(Excerpts of pointing data)
┌──

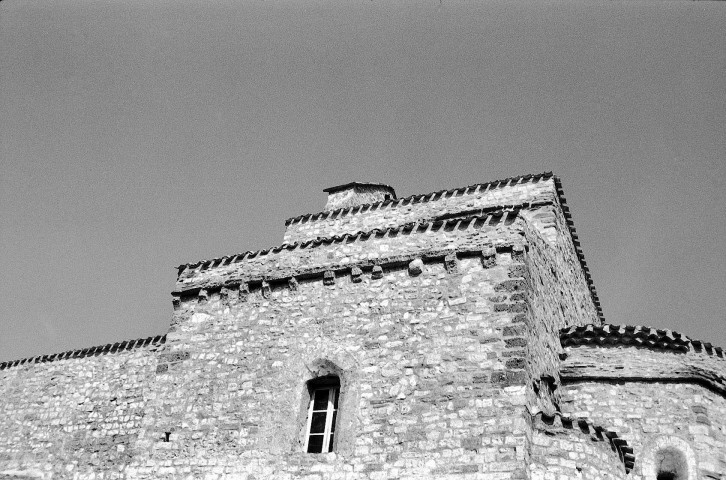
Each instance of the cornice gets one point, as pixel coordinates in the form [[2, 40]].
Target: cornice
[[635, 336], [88, 352]]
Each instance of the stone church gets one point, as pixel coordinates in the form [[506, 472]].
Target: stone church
[[450, 335]]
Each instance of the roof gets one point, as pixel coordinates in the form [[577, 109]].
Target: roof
[[435, 196], [88, 352], [346, 186]]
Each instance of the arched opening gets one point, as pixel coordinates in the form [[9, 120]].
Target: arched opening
[[671, 464], [322, 414]]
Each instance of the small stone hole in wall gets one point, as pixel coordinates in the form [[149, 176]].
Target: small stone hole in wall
[[671, 465]]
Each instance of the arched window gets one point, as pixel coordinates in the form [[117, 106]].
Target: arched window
[[670, 464], [669, 457], [322, 414]]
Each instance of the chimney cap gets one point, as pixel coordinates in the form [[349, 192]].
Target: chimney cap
[[354, 194], [351, 185]]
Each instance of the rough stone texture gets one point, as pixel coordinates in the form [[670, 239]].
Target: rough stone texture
[[421, 207], [647, 395], [72, 417], [463, 327]]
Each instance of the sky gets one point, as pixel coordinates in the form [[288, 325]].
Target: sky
[[138, 135]]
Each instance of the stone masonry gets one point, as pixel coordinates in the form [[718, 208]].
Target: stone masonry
[[462, 327]]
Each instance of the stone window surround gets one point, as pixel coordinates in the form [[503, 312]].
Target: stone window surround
[[331, 386], [658, 444], [345, 368]]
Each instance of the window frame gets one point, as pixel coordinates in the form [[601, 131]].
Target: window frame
[[330, 384]]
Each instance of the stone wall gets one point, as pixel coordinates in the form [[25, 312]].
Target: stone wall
[[653, 396], [557, 295], [74, 416], [567, 449], [447, 338], [516, 191]]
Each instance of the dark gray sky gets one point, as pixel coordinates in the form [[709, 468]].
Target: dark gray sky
[[137, 135]]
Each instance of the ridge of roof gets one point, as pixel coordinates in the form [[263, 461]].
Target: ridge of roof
[[419, 197], [87, 352], [578, 248], [406, 228], [608, 335], [596, 432]]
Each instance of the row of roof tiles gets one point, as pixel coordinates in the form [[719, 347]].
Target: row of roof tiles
[[634, 335], [503, 214], [421, 198], [89, 352]]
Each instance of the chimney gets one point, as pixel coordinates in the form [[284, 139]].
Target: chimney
[[357, 193]]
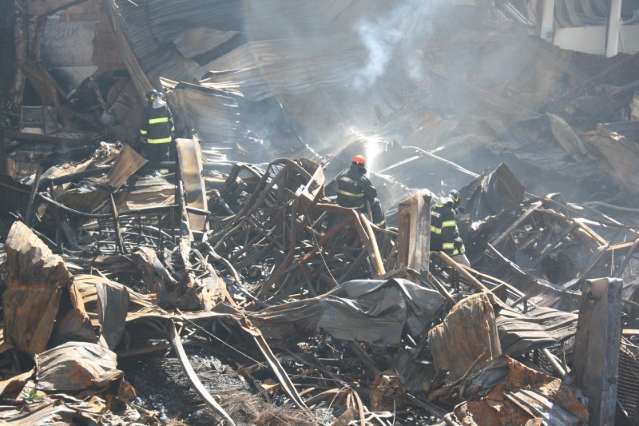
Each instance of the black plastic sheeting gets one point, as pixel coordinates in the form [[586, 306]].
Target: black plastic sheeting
[[372, 311]]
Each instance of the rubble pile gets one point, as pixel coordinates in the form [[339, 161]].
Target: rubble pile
[[317, 315], [226, 285]]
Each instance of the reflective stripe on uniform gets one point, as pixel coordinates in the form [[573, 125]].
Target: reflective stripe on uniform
[[160, 140], [159, 120], [350, 194]]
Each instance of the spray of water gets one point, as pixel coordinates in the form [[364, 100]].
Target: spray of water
[[396, 36]]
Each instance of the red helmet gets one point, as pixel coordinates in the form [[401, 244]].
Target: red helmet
[[359, 159]]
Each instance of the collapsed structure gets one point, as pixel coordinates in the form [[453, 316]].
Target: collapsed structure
[[237, 286]]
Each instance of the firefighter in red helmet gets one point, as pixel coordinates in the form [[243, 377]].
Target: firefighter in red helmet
[[355, 190]]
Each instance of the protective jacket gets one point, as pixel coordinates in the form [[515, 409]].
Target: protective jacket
[[158, 127], [355, 190], [444, 231]]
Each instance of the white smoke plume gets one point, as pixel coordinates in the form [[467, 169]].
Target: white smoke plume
[[395, 36]]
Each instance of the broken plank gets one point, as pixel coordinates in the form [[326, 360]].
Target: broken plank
[[190, 372]]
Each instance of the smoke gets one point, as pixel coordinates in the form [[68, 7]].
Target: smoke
[[396, 36]]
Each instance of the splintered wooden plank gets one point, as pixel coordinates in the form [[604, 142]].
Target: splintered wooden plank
[[126, 165], [414, 232], [190, 162], [597, 347], [36, 280]]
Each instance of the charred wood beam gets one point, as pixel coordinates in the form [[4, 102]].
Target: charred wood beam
[[190, 372], [597, 347], [116, 224]]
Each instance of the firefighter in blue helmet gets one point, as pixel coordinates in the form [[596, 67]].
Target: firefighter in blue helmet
[[158, 129], [355, 190], [444, 232]]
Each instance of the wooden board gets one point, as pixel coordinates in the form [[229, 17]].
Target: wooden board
[[190, 163]]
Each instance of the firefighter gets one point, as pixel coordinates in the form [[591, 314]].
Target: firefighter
[[157, 130], [444, 232], [355, 190]]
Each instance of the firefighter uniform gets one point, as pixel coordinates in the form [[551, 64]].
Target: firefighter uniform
[[444, 232], [355, 191], [157, 130]]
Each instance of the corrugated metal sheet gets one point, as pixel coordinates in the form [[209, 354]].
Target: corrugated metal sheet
[[520, 332]]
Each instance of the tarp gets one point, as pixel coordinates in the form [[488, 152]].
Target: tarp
[[372, 311]]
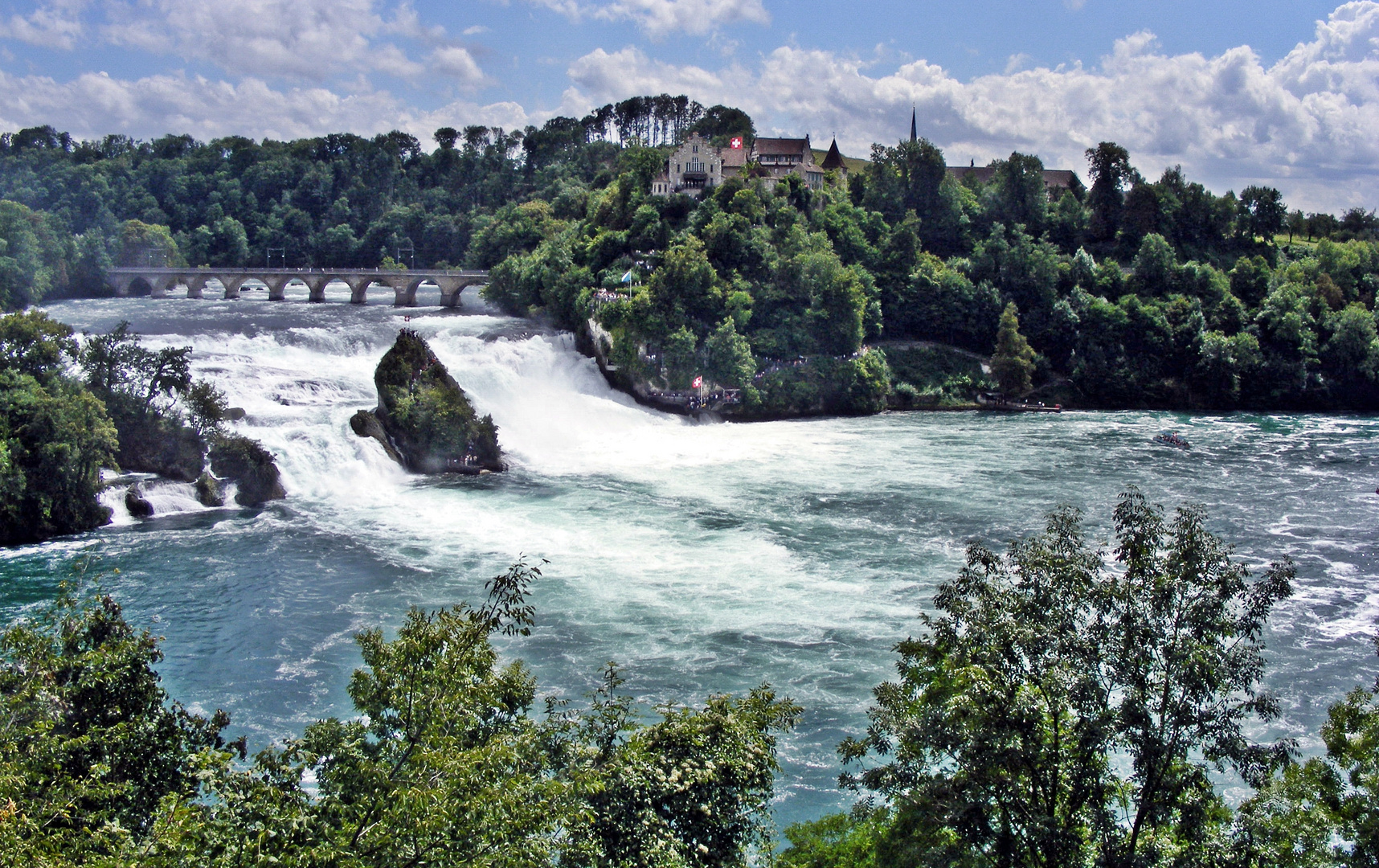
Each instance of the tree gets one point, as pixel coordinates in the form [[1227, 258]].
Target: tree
[[55, 438], [996, 746], [1021, 194], [29, 256], [206, 407], [448, 764], [117, 365], [35, 344], [54, 435], [1156, 267], [1111, 171], [1014, 360], [728, 356], [92, 743], [1262, 211]]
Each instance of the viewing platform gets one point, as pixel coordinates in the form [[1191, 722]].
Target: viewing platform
[[160, 282]]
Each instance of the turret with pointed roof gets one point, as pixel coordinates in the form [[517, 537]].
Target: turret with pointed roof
[[833, 161]]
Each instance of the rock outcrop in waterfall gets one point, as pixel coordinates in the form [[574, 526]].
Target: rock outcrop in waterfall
[[424, 419]]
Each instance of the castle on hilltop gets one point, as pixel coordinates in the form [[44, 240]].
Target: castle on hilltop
[[697, 166]]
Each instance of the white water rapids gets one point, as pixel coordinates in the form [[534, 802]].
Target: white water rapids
[[701, 558]]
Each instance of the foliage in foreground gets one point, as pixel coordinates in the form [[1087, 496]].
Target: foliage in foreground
[[446, 762], [54, 435], [1063, 711]]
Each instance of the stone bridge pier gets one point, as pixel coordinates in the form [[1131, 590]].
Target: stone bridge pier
[[160, 280]]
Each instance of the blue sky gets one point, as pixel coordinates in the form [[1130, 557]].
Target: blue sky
[[1238, 92]]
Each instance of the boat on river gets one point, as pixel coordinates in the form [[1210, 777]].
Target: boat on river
[[1170, 438]]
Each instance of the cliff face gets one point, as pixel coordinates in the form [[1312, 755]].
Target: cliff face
[[425, 420]]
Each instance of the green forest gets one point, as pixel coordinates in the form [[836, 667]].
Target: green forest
[[1126, 292]]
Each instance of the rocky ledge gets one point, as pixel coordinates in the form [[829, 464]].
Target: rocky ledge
[[424, 420]]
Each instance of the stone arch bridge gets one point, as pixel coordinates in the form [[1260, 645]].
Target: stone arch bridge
[[160, 282]]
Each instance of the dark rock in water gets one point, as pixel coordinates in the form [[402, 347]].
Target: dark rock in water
[[252, 467], [137, 504], [424, 417], [210, 490], [159, 444], [367, 425]]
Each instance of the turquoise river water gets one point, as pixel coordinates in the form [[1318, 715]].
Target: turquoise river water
[[701, 558]]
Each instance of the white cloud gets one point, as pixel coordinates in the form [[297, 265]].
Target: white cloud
[[1307, 125], [660, 18], [53, 25], [304, 39], [458, 63], [96, 104], [631, 72]]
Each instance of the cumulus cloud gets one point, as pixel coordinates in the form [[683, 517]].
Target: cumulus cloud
[[458, 63], [294, 38], [660, 18], [1302, 125], [53, 25], [629, 72], [96, 104]]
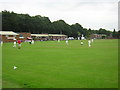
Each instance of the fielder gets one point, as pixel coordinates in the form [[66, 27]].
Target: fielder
[[1, 43], [67, 41], [14, 44], [89, 43], [14, 67], [19, 44], [81, 42]]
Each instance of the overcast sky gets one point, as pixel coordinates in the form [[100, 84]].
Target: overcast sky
[[92, 14]]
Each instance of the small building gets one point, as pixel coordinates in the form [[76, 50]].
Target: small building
[[8, 36]]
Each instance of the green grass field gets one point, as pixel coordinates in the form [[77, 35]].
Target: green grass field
[[50, 64]]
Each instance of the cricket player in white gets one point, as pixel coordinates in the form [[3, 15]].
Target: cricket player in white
[[32, 42], [89, 43], [1, 43], [92, 40], [58, 40], [14, 67], [81, 42]]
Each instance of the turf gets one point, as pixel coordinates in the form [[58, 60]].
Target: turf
[[50, 64]]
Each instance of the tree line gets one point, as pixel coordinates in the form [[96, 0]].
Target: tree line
[[40, 24]]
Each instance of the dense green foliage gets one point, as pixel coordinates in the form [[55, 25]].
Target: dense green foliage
[[50, 64], [39, 24]]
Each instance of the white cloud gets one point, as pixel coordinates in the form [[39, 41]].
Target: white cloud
[[89, 13]]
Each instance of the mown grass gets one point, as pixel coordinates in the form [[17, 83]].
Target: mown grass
[[50, 64]]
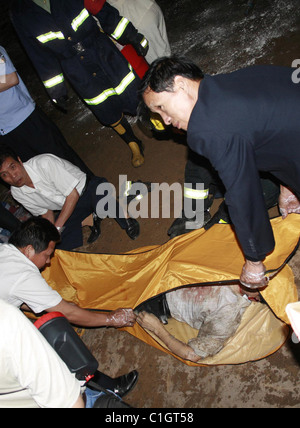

└──

DIRECTIVE
Edit the data from the line with "Each instance of the firefighter gets" to the line with "[[157, 130], [444, 232], [355, 190]]" so that "firefighter" becomes "fire crew member", and leave everything else as it is.

WORKED ANSWER
Each instance of the fire crew member gets one point, as pixel coordinates in the form [[591, 314]].
Target: fire crew member
[[157, 130], [444, 232], [355, 190]]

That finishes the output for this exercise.